Adobe (NASDAQ:ADBE) Has Had a Remarkable Pattern, and the Entry is Upon Us Again

Discussion in 'Options' started by CML_Ophir, Sep 9, 2018.

  1. CML_Ophir


    Adobe (NASDAQ:ADBE) Has Had a Remarkable Pattern, and the Entry is Upon Us Again


    Date Published: 2018-09-08

    The results here are provided for general informational purposes, as a convenience to the readers. The materials are not a substitute for obtaining professional advice from a qualified person, firm or corporation.

    While the pre-earnings momentum pattern in Adobe was quite impressive, it turns out that the post-earnings pattern far exceeds even that high water mark. It has shown 19 winning back-tests and one losing over the last 5-years and a return that exceeded 300%.

    Why Look at This?
    There will come a time when straight down the middle directional speculation will not work -- the bull market will turn, or at the very least, will pause. That does not mean that back-testing and option analysis stops -- in fact, it may be even better.

    There is a lesson here for everyone -- just betting that the stock market will rise, even through a decade of a bull market, isn't the only way to find profitable back-tests.

    Custom Timing
    First we'll start with timing. Here it is:


    The trade opens 5 days after earnings and closes 30 days later. ADBE has earnings due out on 2018-09-13, and five calendar days after that would be 9-18-2018 near the market close.

    Building the Strategy Before We See the Results
    We constructed a multi-leg strategy, just as we did for the S&P 500 ETF (SPY), Amazon, Nvidia, and Netflix back-tests, but that is not code for complicated -- it has just a few steps. Here is the entire image, and then we will break it down, leg by leg.


    Rather than take this is one big trade, we can actually break it into two familiar trades. This could be one way to apply this lesson in real life. That is, open 2 put spreads.

    The first leg is simply long one put spread:

    * Long one 40/22 delta monthly put spread.

    This is long one put spread

    The second leg is simply short two put spreads:

    * Short two 30/15 delta monthly put spreads.

    This is short two put spreads

    What Does This Mean?
    This is casually called a ratio put spread, and specifically this is a 1 x 2 x 1 x 2 (read out loud as "1 by 2 by 1 by 2") put spread.

    The idea is to create an option position that:

    * Creates a credit at onset.
    * Has no upside risk (a stock rise to any price should be profitable).

Position annotation rows:
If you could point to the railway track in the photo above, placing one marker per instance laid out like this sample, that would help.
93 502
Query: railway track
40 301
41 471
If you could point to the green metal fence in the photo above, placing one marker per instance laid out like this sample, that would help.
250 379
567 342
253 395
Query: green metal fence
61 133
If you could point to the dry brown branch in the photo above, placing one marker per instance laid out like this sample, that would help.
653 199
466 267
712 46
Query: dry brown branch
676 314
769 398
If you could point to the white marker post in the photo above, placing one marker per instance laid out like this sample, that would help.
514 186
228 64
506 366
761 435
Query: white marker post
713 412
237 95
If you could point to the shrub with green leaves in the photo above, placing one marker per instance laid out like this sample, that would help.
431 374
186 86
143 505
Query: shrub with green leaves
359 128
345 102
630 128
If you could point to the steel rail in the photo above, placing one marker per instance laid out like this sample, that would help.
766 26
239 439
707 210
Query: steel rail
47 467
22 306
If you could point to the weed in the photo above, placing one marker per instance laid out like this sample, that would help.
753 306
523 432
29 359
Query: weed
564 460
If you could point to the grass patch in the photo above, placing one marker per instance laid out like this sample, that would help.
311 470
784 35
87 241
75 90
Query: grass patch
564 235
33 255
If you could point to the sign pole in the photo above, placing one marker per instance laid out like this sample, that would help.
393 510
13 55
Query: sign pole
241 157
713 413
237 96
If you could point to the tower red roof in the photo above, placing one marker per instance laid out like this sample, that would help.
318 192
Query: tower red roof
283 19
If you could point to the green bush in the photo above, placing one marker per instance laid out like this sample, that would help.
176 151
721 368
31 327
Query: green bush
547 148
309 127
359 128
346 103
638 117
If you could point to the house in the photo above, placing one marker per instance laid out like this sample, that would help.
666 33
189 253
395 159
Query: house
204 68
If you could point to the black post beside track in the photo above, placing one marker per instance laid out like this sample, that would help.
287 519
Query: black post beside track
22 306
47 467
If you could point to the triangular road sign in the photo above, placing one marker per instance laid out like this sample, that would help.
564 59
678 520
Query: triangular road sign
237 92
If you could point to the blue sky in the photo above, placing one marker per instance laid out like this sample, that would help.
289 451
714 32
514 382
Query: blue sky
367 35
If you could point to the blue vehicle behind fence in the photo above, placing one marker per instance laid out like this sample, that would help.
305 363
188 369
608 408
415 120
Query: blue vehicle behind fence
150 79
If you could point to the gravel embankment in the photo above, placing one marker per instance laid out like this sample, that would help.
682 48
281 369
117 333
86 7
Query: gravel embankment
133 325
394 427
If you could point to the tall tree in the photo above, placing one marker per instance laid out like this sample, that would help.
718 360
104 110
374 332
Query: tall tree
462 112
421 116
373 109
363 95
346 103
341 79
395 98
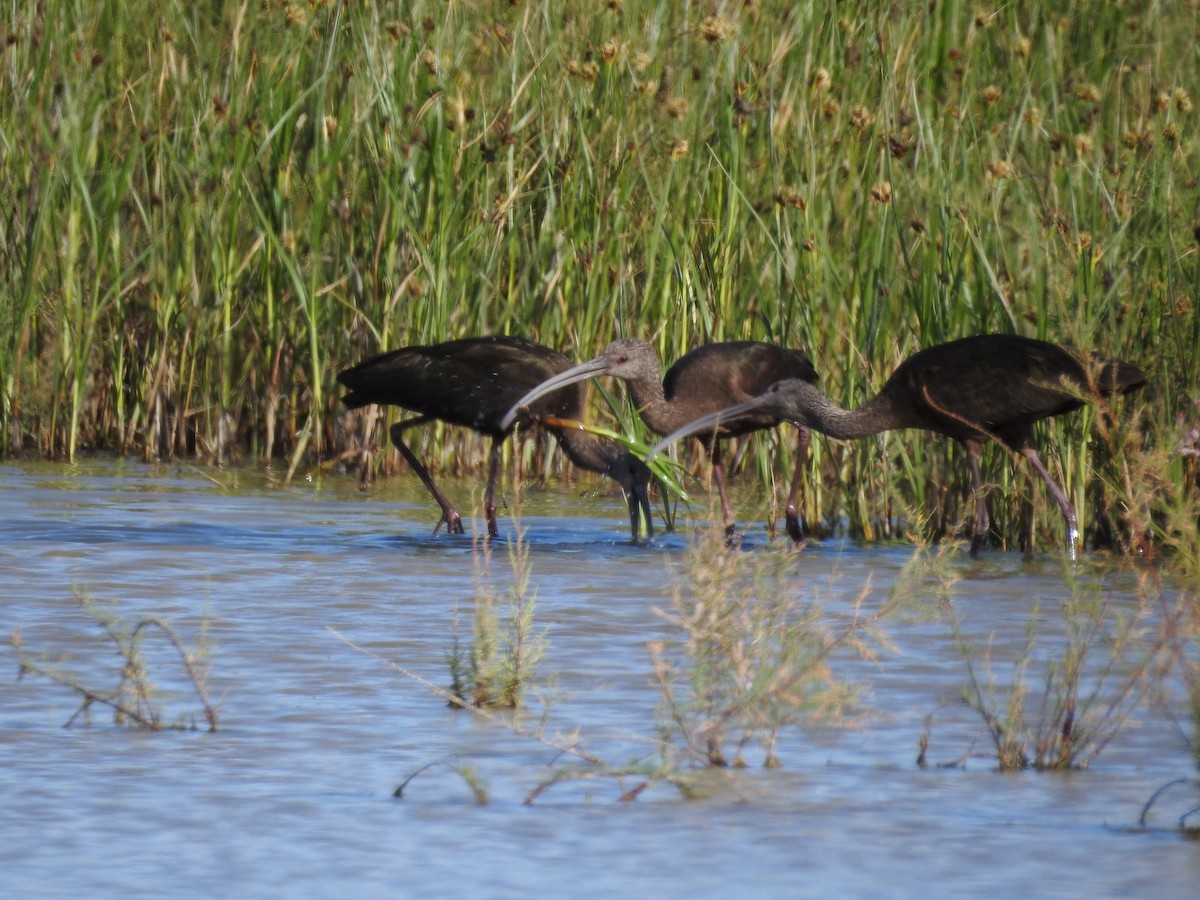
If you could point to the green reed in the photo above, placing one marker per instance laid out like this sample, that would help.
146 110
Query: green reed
209 213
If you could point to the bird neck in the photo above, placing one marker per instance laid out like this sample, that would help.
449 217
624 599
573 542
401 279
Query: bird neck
825 415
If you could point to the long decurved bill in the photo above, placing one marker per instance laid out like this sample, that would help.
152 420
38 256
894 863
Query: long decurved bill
581 372
712 423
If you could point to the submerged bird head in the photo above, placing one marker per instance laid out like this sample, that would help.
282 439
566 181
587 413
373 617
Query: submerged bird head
791 400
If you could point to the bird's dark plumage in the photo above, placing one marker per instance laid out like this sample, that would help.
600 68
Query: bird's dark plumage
473 382
989 387
701 382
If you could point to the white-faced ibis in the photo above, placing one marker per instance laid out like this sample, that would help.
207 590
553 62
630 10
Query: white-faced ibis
703 381
990 387
472 383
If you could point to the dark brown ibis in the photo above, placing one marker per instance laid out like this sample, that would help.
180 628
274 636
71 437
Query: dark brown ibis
472 383
701 382
973 390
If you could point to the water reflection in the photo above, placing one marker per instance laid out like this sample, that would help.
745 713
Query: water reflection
293 795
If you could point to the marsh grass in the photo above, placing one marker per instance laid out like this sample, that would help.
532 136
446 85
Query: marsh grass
495 669
137 700
754 655
207 214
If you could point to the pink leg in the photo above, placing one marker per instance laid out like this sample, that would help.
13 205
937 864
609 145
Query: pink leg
982 523
449 515
1065 504
493 471
793 496
719 479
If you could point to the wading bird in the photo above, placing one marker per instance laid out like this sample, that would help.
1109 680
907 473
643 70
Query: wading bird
703 381
472 383
990 387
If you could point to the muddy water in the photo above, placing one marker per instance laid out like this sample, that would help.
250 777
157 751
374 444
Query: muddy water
293 796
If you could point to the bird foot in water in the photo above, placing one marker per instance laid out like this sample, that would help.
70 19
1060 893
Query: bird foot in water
732 539
795 531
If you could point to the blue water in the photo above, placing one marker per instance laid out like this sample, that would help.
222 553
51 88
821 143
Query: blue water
311 598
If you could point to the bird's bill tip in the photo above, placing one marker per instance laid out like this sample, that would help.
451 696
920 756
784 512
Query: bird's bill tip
570 376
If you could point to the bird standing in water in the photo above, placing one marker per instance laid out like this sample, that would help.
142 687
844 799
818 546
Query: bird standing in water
973 390
701 382
473 382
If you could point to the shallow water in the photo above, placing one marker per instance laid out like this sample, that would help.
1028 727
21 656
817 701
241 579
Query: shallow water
293 796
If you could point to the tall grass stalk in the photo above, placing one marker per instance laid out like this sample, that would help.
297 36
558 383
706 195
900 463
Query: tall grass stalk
207 214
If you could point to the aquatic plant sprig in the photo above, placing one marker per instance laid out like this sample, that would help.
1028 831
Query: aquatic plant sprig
665 471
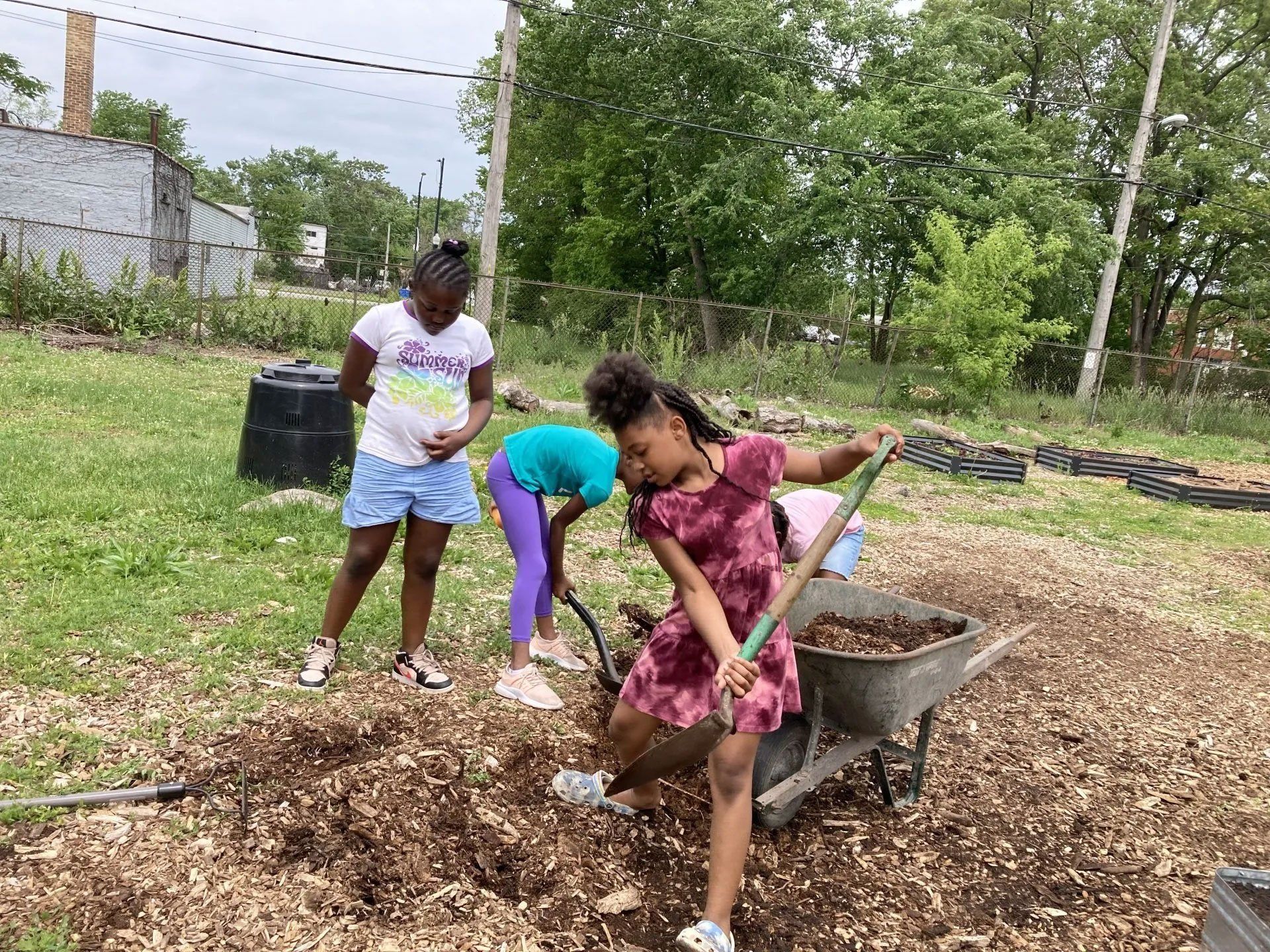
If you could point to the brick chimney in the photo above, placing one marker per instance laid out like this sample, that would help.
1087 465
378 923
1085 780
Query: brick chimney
78 88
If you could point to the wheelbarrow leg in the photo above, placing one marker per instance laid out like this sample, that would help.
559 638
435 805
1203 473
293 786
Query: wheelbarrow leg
813 742
915 756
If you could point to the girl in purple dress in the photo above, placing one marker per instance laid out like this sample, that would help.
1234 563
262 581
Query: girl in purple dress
704 510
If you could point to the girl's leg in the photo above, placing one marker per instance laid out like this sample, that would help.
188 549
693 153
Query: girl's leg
632 731
542 614
732 770
425 545
520 510
367 549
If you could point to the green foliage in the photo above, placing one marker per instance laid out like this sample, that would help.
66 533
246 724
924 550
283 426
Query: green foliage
974 301
13 78
46 936
122 116
131 560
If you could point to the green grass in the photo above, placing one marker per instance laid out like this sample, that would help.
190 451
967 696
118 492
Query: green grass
124 553
44 936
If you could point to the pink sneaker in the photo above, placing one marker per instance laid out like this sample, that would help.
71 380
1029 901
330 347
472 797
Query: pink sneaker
529 687
556 651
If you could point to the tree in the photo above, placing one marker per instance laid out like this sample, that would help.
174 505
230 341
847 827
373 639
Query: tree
12 78
1183 251
122 116
24 97
973 300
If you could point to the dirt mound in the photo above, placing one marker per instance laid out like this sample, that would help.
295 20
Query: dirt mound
879 635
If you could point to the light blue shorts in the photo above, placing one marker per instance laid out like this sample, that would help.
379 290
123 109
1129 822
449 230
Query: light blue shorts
845 554
384 492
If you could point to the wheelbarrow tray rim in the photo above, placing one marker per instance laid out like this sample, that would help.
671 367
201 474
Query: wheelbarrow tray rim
974 629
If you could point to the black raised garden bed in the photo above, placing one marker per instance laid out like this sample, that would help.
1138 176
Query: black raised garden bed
963 460
1203 491
1100 462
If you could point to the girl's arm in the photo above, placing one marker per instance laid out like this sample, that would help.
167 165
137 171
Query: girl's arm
480 397
356 371
706 616
566 517
836 462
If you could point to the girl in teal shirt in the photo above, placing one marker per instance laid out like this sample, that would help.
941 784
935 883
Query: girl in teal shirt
546 461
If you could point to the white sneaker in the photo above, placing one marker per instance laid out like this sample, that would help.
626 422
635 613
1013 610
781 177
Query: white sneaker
319 663
529 687
556 651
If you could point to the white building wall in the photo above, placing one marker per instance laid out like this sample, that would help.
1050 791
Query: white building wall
228 258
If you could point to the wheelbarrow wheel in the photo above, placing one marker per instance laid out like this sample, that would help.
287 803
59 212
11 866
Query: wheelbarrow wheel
780 756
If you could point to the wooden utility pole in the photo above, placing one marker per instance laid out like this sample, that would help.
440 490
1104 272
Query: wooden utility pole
484 307
1124 212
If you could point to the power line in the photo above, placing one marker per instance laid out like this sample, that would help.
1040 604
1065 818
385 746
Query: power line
1263 146
284 36
1205 200
876 158
323 58
169 51
868 74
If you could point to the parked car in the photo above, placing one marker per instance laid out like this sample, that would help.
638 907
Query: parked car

● REQUIREMENT 1
Translate this sentence from the Adobe options post into Spanish: "The trade opens 5 days after earnings and closes 30 days later."
● REQUIREMENT 2
Rewrite the Adobe options post from "This is long" to "credit at onset.", swapping "onset" for "opening".

● WRITTEN RESPONSE 1
La operación se abre 5 días después de los resultados y se cierra 30 días más tarde.

● WRITTEN RESPONSE 2
This is long one put spread

    The second leg is simply short two put spreads:

    * Short two 30/15 delta monthly put spreads.

    This is short two put spreads

    What Does This Mean?
    This is casually called a ratio put spread, and specifically this is a 1 x 2 x 1 x 2 (read out loud as "1 by 2 by 1 by 2") put spread.

    The idea is to create an option position that:

    * Creates a credit at opening.